Problem:
Copy the data word for word, beginning at the line that contains "Report one dot per instance of the forest" and continuing through the final line of the data.

^^^^^^^^

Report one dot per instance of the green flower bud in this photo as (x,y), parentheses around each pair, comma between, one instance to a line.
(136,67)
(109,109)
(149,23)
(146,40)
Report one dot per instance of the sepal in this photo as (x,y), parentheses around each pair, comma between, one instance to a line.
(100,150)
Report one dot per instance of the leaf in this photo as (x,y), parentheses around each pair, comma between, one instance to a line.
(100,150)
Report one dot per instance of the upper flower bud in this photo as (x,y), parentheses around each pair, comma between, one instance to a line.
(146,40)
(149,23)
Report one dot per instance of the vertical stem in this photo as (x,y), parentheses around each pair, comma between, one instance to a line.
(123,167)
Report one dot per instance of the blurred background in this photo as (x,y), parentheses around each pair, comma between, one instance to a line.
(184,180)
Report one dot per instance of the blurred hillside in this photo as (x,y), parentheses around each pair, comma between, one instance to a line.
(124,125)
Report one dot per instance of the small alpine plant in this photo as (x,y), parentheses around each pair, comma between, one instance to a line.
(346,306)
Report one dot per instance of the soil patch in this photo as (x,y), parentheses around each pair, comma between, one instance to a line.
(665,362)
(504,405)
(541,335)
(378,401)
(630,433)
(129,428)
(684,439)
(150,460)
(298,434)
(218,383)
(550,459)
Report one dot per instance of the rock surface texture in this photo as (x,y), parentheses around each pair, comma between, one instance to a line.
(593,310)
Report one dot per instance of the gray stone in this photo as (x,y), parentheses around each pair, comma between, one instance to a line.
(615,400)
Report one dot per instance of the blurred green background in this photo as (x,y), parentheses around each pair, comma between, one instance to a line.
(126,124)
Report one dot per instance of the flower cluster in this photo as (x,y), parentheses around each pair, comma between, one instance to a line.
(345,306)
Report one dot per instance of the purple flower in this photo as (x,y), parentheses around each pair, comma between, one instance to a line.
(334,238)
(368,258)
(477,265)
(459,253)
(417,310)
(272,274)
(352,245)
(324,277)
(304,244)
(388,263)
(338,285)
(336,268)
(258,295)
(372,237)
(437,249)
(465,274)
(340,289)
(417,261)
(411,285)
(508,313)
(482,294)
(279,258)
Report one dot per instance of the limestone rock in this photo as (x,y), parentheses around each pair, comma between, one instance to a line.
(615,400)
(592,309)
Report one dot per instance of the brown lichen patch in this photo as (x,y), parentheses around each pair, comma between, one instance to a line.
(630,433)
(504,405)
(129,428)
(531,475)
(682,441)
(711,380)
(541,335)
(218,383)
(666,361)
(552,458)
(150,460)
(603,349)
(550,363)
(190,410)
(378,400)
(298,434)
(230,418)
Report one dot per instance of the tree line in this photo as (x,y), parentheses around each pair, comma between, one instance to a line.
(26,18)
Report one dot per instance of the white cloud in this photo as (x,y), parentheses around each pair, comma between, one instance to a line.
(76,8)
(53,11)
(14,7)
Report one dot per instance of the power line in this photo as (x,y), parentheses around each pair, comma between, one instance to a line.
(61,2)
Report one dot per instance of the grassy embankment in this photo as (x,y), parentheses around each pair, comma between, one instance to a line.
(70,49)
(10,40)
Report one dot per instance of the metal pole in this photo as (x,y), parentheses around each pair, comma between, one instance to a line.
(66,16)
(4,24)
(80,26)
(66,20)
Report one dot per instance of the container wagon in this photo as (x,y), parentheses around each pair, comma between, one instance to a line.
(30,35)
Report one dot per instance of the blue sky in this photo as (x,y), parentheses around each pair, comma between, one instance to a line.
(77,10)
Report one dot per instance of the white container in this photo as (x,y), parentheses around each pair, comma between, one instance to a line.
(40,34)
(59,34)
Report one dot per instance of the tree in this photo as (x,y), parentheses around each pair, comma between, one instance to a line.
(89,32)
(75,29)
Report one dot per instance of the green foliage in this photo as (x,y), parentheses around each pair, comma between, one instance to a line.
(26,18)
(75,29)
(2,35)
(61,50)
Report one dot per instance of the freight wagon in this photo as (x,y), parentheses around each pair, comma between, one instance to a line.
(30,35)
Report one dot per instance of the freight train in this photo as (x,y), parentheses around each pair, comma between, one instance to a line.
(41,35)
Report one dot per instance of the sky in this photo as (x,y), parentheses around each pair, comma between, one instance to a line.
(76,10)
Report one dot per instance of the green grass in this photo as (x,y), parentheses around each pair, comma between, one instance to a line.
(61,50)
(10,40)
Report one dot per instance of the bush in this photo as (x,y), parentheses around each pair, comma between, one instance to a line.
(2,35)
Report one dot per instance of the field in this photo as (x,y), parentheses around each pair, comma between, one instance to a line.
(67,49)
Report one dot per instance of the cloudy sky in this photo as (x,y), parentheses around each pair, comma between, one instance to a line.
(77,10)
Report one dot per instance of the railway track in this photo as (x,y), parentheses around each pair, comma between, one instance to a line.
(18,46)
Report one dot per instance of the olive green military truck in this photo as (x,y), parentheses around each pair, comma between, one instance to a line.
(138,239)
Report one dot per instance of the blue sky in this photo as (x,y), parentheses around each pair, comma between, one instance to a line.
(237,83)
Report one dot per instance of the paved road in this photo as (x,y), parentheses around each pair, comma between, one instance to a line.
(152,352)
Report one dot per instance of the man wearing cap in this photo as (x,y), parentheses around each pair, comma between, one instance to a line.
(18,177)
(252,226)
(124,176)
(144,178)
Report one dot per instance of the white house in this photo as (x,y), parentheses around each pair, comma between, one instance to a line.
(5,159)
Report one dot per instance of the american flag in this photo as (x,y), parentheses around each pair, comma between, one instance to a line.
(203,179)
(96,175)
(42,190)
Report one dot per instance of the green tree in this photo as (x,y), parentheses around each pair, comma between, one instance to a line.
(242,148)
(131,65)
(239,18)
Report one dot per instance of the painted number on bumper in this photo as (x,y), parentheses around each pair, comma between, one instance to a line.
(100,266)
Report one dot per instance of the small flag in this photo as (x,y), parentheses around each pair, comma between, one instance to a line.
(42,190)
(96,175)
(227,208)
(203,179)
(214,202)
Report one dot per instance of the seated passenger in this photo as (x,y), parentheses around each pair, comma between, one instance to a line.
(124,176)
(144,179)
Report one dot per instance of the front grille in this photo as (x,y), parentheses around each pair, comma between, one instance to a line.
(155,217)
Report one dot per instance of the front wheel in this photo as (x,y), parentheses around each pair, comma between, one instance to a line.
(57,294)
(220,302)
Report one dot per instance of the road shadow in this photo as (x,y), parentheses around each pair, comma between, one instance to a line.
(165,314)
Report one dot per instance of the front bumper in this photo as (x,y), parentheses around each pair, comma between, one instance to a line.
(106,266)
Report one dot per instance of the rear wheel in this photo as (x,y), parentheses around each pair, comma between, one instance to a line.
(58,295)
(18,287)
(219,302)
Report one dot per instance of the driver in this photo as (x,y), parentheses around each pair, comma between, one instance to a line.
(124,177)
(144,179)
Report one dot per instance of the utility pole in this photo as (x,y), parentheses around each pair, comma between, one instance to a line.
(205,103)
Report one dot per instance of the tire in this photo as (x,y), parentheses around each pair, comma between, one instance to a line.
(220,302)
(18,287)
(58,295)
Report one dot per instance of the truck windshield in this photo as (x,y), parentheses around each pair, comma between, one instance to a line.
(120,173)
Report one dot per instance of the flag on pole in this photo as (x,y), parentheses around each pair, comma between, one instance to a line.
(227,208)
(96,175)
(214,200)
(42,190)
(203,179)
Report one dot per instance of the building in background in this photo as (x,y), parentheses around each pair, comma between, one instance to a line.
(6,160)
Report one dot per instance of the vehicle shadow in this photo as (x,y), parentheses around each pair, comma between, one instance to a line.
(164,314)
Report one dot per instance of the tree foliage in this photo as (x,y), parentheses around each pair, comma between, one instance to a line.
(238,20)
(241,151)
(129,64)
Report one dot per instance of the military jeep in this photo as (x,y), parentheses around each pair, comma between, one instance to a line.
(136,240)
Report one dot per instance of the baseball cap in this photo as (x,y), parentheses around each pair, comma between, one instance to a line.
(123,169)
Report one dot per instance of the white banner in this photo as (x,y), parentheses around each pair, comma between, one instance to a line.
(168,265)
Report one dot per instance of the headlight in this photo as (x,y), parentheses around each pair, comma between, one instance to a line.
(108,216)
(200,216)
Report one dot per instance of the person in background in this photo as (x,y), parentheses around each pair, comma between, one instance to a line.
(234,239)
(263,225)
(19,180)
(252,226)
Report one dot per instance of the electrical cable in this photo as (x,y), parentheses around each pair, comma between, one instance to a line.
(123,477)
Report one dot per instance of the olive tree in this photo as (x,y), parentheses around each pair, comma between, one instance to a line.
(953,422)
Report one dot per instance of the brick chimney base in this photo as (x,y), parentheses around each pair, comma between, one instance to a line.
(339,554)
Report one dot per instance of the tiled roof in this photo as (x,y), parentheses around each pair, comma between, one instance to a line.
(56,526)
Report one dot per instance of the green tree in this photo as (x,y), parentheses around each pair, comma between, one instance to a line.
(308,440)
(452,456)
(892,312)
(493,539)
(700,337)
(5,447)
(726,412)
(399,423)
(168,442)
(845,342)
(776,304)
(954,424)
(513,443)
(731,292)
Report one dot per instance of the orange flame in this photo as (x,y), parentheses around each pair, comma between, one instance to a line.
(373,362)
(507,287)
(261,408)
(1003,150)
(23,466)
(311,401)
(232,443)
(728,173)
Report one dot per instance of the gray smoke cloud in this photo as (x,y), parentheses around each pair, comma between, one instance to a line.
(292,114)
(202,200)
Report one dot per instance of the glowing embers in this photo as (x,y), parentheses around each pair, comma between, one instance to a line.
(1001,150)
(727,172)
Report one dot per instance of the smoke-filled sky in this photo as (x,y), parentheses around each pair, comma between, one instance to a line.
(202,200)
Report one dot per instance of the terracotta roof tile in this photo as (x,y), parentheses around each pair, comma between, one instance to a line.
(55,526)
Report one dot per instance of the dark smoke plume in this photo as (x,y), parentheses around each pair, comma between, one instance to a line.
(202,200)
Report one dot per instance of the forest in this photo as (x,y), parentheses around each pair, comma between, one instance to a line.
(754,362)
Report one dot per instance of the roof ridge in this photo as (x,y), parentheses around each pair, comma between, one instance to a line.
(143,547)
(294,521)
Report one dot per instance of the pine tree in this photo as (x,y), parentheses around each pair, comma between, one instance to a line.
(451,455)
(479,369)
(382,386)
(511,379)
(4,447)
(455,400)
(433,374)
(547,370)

^^^^^^^^

Solution to this exercise:
Report one dot per instance of the forest in this photo as (x,y), parentheses around each pair, comma between, one instance to a line.
(754,362)
Report one dot per instance of the roof ridge in this photo as (x,y), parentheses around each pair, comma between, one instance to a line.
(143,547)
(294,521)
Report one dot per instance of the pine tree in this photo as (x,y), parentheses around each pair, comma between, one instance to a line.
(451,455)
(479,369)
(382,386)
(511,379)
(4,447)
(455,400)
(433,374)
(547,370)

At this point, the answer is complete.